» Instruction: Turn every row below into a JSON array of strings with one string per line and no blank lines. Leave the pictures out.

Image point annotation entries:
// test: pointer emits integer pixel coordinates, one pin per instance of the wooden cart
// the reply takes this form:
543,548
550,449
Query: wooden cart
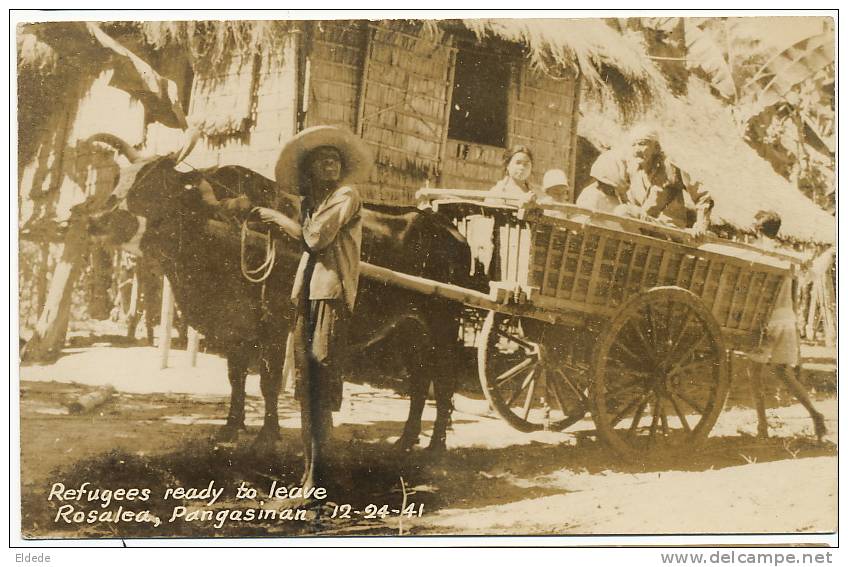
627,321
589,313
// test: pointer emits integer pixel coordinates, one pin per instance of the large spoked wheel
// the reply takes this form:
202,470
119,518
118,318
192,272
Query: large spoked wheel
527,377
660,374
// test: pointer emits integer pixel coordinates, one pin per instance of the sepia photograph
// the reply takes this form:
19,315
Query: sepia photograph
379,276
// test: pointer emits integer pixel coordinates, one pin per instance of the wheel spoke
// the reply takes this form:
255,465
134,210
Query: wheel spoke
529,401
680,334
580,393
675,357
646,345
624,387
504,333
510,374
628,408
679,413
637,417
639,361
694,364
652,327
527,382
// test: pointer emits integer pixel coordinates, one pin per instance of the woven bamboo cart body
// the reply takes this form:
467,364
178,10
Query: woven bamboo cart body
586,306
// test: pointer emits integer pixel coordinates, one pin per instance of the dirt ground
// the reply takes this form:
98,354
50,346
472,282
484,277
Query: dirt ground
156,432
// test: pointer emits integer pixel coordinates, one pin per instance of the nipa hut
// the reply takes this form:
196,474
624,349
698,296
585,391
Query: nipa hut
700,136
437,101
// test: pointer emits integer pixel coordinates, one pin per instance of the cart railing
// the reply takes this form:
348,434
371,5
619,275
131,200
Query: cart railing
578,261
429,197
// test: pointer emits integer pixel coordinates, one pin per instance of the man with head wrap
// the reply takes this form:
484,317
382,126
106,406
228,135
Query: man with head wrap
651,186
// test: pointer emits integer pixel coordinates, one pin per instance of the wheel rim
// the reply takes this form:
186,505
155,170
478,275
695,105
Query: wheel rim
660,377
524,377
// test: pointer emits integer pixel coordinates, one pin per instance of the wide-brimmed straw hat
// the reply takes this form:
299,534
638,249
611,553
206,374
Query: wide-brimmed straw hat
356,158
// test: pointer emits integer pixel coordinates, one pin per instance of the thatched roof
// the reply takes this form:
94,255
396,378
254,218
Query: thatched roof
615,67
700,136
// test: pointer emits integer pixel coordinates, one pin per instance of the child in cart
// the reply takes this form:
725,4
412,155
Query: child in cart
780,346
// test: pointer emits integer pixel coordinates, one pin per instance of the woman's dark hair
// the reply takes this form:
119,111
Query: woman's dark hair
517,149
767,223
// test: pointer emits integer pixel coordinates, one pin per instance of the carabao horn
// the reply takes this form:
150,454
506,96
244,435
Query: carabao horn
192,135
121,146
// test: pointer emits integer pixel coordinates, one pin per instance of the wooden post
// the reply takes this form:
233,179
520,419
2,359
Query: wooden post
288,365
52,326
166,322
193,343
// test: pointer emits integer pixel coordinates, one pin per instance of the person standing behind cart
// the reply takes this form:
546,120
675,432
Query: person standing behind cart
780,346
319,163
606,193
654,187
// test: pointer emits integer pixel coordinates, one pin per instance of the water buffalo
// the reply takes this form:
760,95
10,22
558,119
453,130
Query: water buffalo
162,213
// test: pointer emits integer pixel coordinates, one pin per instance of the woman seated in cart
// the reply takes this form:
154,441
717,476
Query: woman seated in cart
650,186
780,345
515,185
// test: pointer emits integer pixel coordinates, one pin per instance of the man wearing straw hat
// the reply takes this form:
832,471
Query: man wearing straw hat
653,185
319,164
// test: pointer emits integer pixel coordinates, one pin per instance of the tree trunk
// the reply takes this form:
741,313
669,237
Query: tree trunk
52,325
100,280
42,271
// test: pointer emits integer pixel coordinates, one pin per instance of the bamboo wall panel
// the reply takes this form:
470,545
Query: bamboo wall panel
402,114
539,117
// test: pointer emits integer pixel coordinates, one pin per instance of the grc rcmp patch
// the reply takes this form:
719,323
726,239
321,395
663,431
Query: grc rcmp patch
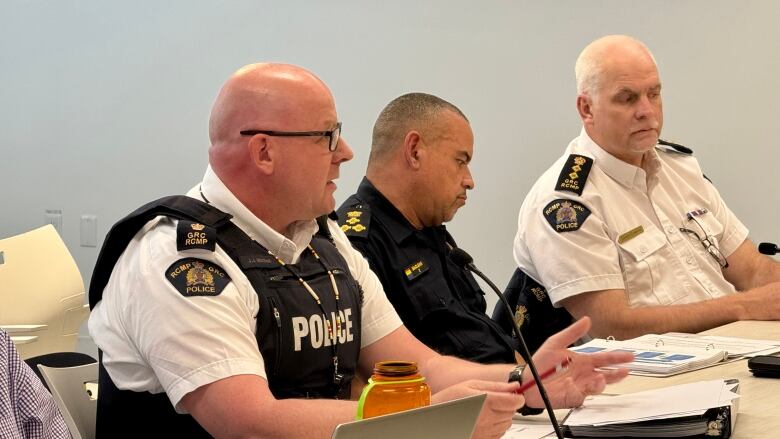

» Exercise result:
[
  "// test: pointer emits integer pixel coordinates, one pin per instance of the wooden cart",
  "// the reply takes this form:",
  "543,548",
  "550,449",
  "Query: wooden cart",
  "627,321",
  "589,313",
  "// test: pointer emits integer pixel coordinates, one pin per instance of the large spoked wheel",
  "// the reply takes this form:",
  "202,470",
  "119,518",
  "118,318",
  "192,272",
  "Query: large spoked wheel",
  "527,377",
  "660,374",
  "// test: pointer emits integer pixel coordinates, one pin per instance of the sepia photograph",
  "// the reply takes this form:",
  "19,315",
  "Query: sepia photograph",
  "379,276",
  "// test: pointer emits integer pixel coordinates, one pin per instance of the wheel spoke",
  "// the reply takes this form:",
  "255,465",
  "134,210",
  "Query: wheel spoke",
  "529,401",
  "680,334",
  "580,393",
  "675,357",
  "646,345",
  "624,387",
  "504,333",
  "510,374",
  "628,408",
  "679,413",
  "637,417",
  "639,361",
  "694,364",
  "652,327",
  "527,382",
  "// test: pointer emits integer pixel coordinates, one pin per instance of the woven bamboo cart body",
  "// the reply takes this form:",
  "467,364",
  "178,10",
  "Query: woven bamboo cart body",
  "586,306",
  "// test: pointer emits integer pixel coordinates, one pin per instance of the dirt ground",
  "// the reply takes this form:",
  "98,354",
  "50,346",
  "472,282",
  "484,277",
  "Query: dirt ground",
  "156,432",
  "// test: pointer emits integer pixel coordinates, one pin per instance of the nipa hut",
  "// the reply takes this form:",
  "196,474",
  "624,349",
  "698,296",
  "585,391",
  "Query: nipa hut",
  "700,136",
  "437,101",
  "// test: pointer emits integer pixel coordinates, one pin per instance of the cart railing",
  "// the reply takes this form:",
  "348,434",
  "371,5",
  "619,275",
  "131,200",
  "Query: cart railing",
  "578,261",
  "429,197",
  "// test: pointer emits integer pixel coordinates, one pin per instance of the man with head wrap",
  "// the reply takes this form:",
  "484,317",
  "382,126",
  "106,406",
  "228,135",
  "Query: man with head wrap",
  "651,186",
  "// test: pointer emits integer pixel coordinates, one pin per instance of the wheel rim",
  "// the reply takes this form:",
  "186,505",
  "155,170",
  "478,275",
  "695,105",
  "Query: wheel rim",
  "660,377",
  "524,377",
  "// test: pointer emits integer pixel coordinates, one pin per instance of the wide-brimmed straw hat",
  "// the reply takes this form:",
  "299,534",
  "638,249",
  "611,553",
  "206,374",
  "Query: wide-brimmed straw hat",
  "356,158",
  "// test: pointer emits integer pixel coordinates, one pin per instance of the thatched roof",
  "// the reply takes this form:",
  "94,255",
  "396,378",
  "254,218",
  "Query: thatched roof",
  "615,67",
  "700,136",
  "// test: pointer emits integer pixel coordinates, one pin per instance of the child in cart",
  "// the reply takes this form:",
  "725,4",
  "412,155",
  "Query: child in cart",
  "780,346",
  "// test: pointer emits integer pixel coordinates, one pin per instance of the woman's dark hair",
  "// the reply takes this form:",
  "119,111",
  "Query: woman's dark hair",
  "517,149",
  "767,223",
  "// test: pointer emits integer pixel coordinates, one pin per instance of the carabao horn",
  "// the reply takes this form:",
  "150,454",
  "506,96",
  "244,435",
  "Query: carabao horn",
  "192,135",
  "121,146",
  "// test: pointer emits integer pixel coordinates, one pin per instance of the wooden post",
  "// the reply takes this form:",
  "233,179",
  "520,419",
  "2,359",
  "Query: wooden post",
  "288,365",
  "52,326",
  "166,322",
  "193,343",
  "// test: pointer emits integer pixel coordinates, one pin per instance of the person standing behind cart",
  "// the reply takes this form:",
  "546,120",
  "675,432",
  "Query: person standing behind cart",
  "780,346",
  "319,163",
  "606,193",
  "654,187",
  "// test: pointer emits integer pixel coordinates, one pin per instance of the water buffalo",
  "// the reply takes this form:",
  "760,95",
  "10,22",
  "558,119",
  "453,130",
  "Query: water buffalo",
  "162,213",
  "// test: pointer emits integer pixel coordinates, one pin per instance of the woman seated in cart",
  "// the reply takes this form:",
  "154,441",
  "717,476",
  "Query: woman seated in cart",
  "650,186",
  "780,345",
  "515,185",
  "// test: pointer emits integer pixel coordinates, one pin per instance of the man wearing straw hat",
  "// the reply takes this form:",
  "832,471",
  "Query: man wearing straw hat",
  "653,185",
  "319,164",
  "// test: pointer emits integer pixel coordinates, one pin per instance of the tree trunk",
  "// the reply takes this form:",
  "741,313",
  "669,237",
  "Query: tree trunk",
  "52,325",
  "100,280",
  "42,271",
  "// test: pointer emits integer pixel coordinates, one pin per instance of the bamboo wall panel",
  "// the reply takes this form:",
  "470,545",
  "Query: bamboo wall panel",
  "402,114",
  "539,117",
  "// test: pointer emits integer pixel coordinates, one pin per instance of the grc rcmp patch",
  "// the reply takes this form:",
  "719,323",
  "726,239",
  "321,395",
  "663,431",
  "Query: grc rcmp patch"
]